→ **What is asked**
Count the lines in the rows below that contain the string "mask" and reply with that number alone.

→ **Data in this exercise**
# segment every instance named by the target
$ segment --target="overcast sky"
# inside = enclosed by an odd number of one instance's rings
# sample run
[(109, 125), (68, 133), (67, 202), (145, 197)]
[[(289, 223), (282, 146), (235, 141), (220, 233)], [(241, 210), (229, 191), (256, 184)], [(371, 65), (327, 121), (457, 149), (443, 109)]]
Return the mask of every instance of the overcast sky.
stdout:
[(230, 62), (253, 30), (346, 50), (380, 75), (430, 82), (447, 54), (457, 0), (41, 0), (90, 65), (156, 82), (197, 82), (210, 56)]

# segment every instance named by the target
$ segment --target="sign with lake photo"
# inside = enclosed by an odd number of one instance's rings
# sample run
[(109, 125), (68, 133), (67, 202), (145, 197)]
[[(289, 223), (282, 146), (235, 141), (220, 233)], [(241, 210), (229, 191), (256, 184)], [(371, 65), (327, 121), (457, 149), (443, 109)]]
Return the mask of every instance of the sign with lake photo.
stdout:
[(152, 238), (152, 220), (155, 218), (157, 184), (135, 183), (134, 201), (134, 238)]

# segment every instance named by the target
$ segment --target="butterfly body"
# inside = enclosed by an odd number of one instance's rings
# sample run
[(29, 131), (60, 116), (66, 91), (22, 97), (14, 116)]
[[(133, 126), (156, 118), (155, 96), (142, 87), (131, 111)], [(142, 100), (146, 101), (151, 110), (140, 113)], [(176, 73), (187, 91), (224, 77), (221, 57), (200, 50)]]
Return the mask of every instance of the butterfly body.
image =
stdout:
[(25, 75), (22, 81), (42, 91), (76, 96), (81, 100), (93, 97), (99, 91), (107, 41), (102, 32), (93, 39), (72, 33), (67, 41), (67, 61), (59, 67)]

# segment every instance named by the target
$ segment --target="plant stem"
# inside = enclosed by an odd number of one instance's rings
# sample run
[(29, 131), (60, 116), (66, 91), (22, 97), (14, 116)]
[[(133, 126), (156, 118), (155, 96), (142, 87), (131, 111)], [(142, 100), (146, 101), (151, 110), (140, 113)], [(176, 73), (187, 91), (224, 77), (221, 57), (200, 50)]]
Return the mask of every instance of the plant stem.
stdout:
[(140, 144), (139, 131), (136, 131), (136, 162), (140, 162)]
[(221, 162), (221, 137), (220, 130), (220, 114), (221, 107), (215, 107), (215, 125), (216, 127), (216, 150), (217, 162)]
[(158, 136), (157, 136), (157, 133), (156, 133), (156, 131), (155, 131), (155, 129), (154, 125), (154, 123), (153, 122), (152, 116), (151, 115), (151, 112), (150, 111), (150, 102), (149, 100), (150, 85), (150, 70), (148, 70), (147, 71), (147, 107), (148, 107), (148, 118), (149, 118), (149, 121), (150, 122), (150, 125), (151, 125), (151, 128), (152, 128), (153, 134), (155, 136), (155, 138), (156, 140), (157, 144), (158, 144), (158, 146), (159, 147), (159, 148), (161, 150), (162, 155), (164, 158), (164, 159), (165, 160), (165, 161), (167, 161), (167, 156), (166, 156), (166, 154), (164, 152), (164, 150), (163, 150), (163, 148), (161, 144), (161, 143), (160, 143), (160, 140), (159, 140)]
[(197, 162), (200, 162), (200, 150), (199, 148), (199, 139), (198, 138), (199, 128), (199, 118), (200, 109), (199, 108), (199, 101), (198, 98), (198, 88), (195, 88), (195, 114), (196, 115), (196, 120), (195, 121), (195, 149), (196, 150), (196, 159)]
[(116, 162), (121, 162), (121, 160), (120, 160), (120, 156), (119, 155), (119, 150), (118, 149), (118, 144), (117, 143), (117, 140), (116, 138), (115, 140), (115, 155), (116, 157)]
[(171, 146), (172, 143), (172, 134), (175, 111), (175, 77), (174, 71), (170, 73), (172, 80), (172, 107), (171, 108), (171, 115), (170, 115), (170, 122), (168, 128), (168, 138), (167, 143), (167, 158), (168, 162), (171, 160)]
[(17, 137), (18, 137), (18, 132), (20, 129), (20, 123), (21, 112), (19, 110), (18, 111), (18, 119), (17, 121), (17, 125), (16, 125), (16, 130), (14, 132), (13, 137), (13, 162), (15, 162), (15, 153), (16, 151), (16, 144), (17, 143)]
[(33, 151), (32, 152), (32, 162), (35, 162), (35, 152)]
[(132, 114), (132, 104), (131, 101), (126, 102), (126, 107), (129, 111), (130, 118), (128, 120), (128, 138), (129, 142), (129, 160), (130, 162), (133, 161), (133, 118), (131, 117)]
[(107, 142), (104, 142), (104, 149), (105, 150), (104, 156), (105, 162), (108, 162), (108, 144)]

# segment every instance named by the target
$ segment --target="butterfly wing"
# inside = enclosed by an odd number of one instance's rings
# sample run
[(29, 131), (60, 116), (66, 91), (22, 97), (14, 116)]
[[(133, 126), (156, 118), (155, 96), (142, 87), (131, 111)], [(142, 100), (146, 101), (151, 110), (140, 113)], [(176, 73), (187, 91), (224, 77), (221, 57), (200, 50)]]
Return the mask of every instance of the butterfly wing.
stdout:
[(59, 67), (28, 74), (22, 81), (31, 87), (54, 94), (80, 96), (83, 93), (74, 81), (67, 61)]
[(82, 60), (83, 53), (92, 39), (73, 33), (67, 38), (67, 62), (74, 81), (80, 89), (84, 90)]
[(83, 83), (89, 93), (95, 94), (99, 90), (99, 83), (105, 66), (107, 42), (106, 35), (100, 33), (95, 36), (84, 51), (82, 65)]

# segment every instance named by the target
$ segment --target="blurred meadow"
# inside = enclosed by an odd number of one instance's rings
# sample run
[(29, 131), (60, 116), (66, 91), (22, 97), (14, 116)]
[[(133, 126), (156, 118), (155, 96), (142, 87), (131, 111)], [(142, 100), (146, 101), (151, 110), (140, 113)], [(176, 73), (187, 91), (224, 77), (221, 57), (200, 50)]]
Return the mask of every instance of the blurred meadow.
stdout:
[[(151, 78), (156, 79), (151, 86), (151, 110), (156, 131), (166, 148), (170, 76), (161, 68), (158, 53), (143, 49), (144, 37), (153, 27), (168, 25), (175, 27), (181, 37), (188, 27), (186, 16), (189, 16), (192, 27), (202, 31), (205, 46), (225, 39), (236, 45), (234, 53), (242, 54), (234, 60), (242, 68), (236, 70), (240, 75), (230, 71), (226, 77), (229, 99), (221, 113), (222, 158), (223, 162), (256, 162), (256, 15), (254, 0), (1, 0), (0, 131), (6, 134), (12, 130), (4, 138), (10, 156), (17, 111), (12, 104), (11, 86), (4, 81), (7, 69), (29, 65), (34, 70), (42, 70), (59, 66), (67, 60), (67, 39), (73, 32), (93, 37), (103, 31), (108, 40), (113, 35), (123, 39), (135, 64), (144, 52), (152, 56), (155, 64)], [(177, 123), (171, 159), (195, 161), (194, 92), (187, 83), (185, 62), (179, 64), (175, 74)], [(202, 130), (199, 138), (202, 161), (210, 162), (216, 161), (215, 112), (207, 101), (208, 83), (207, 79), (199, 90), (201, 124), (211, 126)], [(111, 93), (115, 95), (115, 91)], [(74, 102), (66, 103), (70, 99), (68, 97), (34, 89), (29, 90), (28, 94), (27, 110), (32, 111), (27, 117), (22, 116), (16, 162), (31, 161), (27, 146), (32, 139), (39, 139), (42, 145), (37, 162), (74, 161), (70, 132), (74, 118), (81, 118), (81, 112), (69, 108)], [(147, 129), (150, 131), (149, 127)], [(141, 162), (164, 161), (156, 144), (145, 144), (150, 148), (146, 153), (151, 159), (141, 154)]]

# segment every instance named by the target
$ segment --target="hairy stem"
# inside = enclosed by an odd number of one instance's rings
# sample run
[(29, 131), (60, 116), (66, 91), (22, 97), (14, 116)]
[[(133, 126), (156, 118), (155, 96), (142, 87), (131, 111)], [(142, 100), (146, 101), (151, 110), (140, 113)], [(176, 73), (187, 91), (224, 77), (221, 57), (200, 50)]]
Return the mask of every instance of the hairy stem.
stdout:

→ **The solution**
7